→ SOAL TUGAS 1
Laporkan setiap baris catatan yang memuat kata "green", masing-masing disalin utuh pada barisnya sendiri.

→ KUTIPAN TERPILIH
_____
Penulis: Dewa Putu Adi Wibawa, S.H.

Pada Kamis, 6 Februari 2025, terjadi kericuhan dalam persidangan kasus dugaan pencemaran nama baik antara Raznab Arif Nasutiin sebagai terdakwa dan Hotman Paris sebagai pihak pelapor di Pengadilan Negeri Jakarta Utara. Kericuhan terjadi akibat dipicu oleh keputusan yang dibuat majelis hakim yang menetapkan sidang berlangsung secara tertutup karena berkaitan dengan aspek kesusilaan tertentu. Sebagaimana diketahui, berdasarkan ketentuan Pasal 153 Ayat (3) Kitab Undang-Undang Hukum Acara Pidana (KUHAP), suatu perkara jika berkenaan dengan kasus kesusilaan akan diputuskan menjadi sidang yang digelar secara tertutup oleh majelis hakim. Namun, pihak Razman Nasution yang telah berstatus terdakwa menolak keputusan itu karena dianggap tak adil. Tidak hanya itu, dalam dalihnya sidang tidak perlu dilakukan secara tertutup karena percakapan antara Iqlima dan Hotman Paris yang menjadi bukti dalam kasus ini telah banyak tersebar ke publik.
_____
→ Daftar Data
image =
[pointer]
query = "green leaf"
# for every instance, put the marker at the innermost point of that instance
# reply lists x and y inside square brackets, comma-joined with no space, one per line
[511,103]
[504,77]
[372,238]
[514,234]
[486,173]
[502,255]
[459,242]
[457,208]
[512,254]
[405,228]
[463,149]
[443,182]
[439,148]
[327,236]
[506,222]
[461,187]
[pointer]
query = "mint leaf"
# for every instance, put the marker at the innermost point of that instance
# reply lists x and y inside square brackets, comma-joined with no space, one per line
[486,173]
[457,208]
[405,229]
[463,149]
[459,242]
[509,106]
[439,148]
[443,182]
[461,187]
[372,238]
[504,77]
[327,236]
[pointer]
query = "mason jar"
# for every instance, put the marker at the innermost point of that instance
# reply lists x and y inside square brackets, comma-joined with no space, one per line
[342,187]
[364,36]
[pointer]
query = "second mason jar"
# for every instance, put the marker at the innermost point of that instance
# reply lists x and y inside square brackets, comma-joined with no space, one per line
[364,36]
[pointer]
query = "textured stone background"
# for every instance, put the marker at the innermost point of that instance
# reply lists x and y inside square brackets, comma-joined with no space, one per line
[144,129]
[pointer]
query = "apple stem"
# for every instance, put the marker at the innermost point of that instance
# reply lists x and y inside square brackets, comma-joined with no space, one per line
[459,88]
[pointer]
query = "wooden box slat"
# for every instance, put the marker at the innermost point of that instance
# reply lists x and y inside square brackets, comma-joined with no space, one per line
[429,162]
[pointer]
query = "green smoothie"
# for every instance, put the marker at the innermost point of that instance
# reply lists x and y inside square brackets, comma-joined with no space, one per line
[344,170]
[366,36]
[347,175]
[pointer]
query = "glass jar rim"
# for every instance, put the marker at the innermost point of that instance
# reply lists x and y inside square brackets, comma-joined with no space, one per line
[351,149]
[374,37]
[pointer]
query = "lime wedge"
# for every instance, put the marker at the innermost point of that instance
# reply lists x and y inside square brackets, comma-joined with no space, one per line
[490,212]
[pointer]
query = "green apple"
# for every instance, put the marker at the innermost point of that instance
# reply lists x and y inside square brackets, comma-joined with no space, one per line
_____
→ SOAL TUGAS 2
Tuntaskan bagian selanjutnya dari artikel tentang kericuhan sidang pencemaran nama baik di Pengadilan Negeri Jakarta Utara, dimulai setelah kalimat terakhir yang ditampilkan.

→ JAWABAN 1
query = "green leaf"
query = "green smoothie"
query = "green apple"

→ JAWABAN 2
Razman bersikukuh agar sidang dibuka untuk umum dan mengusulkan media dapat menyiarkannya secara langsung. Namun, majelis hakim tetap memilih keputusan awal dan menolak permintaan Razman tersebut. Situasi semakin menegang setelah Razman menggebrak meja sidang dan mendekati kursi saksi di mana Hotman Paris duduk. Bahkan salah satu anggota tim kuasa hukum Razman melompati meja hakim. Tindakan ini tentu saja memperkeruh suasana sehingga Majelis Hakim memutuskan untuk menskors sidang dan meninggalkan ruang persidangan. Peristiwa kericuhan itu bagi sebagian kalangan dinilai sebagai degradasi marwah peradilan. Pandangan tersebut dikemukakan oleh anggota DPR daei Fraksi Nasdem. Respon serupa diberikan oleh Komisi Yudisial yang menyatakan akan mengambil langkah hukum dan/atau langkah lain terhadao orang atau sekelompok orang yang merendahkan kehormatan dan keluhuran martabat hakim.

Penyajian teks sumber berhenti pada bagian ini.